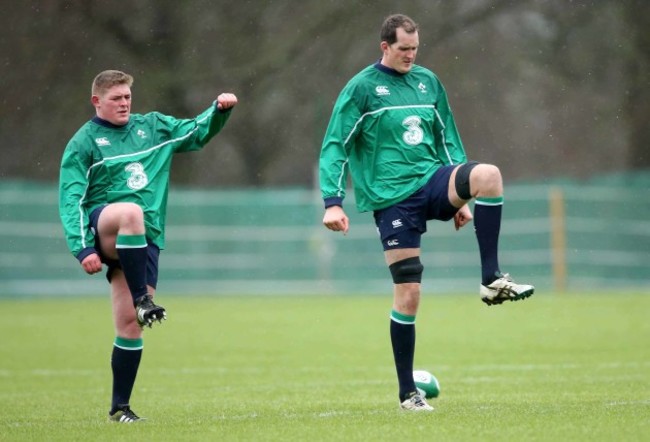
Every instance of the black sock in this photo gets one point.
---
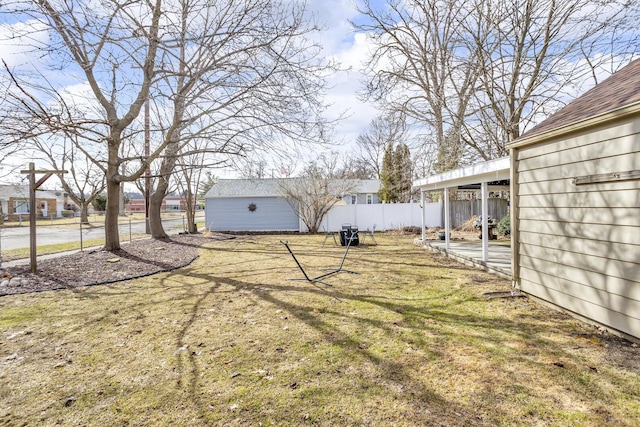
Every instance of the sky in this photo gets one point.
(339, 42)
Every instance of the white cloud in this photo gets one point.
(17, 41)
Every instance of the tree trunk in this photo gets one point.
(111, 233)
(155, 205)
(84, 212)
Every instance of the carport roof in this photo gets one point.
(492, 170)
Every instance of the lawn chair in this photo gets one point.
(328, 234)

[Your objective] Show each line of the records that contains the word "this". Case counts.

[The result]
Every instance of the black sock in this photo gets one point.
Every instance of the sky in this photo gets one point.
Every instance of the white cloud in this photo gets one point.
Every instance of the tree trunk in this photo gets one point.
Every instance of the carport roof in this photo gets one point.
Every instance of the lawn chair in this photo gets one point.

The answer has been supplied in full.